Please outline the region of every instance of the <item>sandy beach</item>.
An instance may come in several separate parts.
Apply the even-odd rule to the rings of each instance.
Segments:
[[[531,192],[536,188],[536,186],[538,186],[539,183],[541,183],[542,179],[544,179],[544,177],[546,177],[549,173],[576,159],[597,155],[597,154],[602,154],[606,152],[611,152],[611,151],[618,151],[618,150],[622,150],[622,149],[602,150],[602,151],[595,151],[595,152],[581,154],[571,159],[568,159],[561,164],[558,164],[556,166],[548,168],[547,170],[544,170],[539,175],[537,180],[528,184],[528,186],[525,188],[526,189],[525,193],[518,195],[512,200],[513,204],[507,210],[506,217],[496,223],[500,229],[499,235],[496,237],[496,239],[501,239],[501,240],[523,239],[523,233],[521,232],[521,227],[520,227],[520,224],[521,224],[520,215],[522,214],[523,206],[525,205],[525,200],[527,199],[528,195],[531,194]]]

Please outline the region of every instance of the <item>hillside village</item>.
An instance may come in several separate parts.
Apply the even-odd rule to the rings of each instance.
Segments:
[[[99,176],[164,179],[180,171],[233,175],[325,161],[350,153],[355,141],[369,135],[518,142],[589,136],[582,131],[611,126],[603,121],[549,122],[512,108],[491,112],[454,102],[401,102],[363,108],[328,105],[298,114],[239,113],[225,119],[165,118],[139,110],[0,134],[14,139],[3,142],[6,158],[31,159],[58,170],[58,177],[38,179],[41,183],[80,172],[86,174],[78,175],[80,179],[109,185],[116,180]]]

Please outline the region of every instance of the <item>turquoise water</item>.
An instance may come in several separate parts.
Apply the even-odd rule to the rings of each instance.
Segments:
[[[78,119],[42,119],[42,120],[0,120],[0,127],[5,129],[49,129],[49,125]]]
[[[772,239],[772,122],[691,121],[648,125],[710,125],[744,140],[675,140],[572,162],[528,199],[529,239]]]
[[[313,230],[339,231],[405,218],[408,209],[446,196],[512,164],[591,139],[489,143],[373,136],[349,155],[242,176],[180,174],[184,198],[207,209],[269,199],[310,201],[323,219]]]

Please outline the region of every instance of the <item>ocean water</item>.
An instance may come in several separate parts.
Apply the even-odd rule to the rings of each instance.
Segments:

+++++

TASK REQUIREMENTS: Once more, write out the records exactly as they are.

RESULT FOR THIS TASK:
Please outline the region of every instance of the <item>sandy beach</item>.
An instance may come in several separate parts.
Apply the even-odd rule to the rings of each instance.
Segments:
[[[531,192],[536,188],[536,186],[538,186],[539,183],[541,183],[542,179],[544,179],[544,177],[546,177],[549,173],[576,159],[597,155],[597,154],[602,154],[606,152],[611,152],[611,151],[618,151],[618,150],[622,150],[622,149],[602,150],[602,151],[595,151],[595,152],[581,154],[571,159],[568,159],[561,164],[558,164],[556,166],[548,168],[547,170],[544,170],[539,175],[537,180],[528,184],[528,186],[525,188],[526,189],[525,193],[518,195],[512,200],[513,204],[507,210],[506,217],[496,223],[500,229],[499,235],[496,237],[496,239],[501,239],[501,240],[523,239],[523,233],[521,232],[521,227],[520,227],[520,224],[521,224],[520,215],[522,214],[523,206],[525,205],[525,200],[527,199],[528,195],[531,194]]]

Please outline the region of every instance of the <item>hillside village</item>.
An instance may come in several separate parts.
Apply the even-odd rule to the rings of each instance.
Segments:
[[[99,176],[164,179],[180,171],[233,175],[325,161],[350,153],[355,141],[369,135],[518,142],[589,136],[582,131],[611,126],[603,121],[549,122],[512,108],[491,112],[454,102],[401,102],[363,108],[328,105],[298,114],[239,113],[225,119],[165,118],[139,110],[0,134],[14,139],[3,142],[6,158],[31,159],[58,170],[58,177],[38,179],[41,183],[80,172],[86,174],[78,175],[80,179],[109,185],[116,180]]]

Please outline the region of every instance of the <item>turquoise water</item>.
An instance may come in several separate parts.
Apply the even-odd rule to the rings of each instance.
Segments:
[[[78,119],[42,119],[42,120],[0,120],[0,127],[5,129],[49,129],[49,125]]]
[[[772,239],[772,122],[691,121],[648,125],[710,125],[744,140],[675,140],[572,162],[528,199],[529,239]]]
[[[313,230],[339,231],[405,218],[408,209],[446,196],[512,164],[591,139],[489,143],[373,136],[349,155],[242,176],[180,174],[184,198],[207,209],[269,199],[310,201],[323,219]]]

Please outline the region of every instance of the <item>ocean water</item>.
An instance may come in several separate parts.
Apply the even-odd rule to the rings of each instance.
Segments:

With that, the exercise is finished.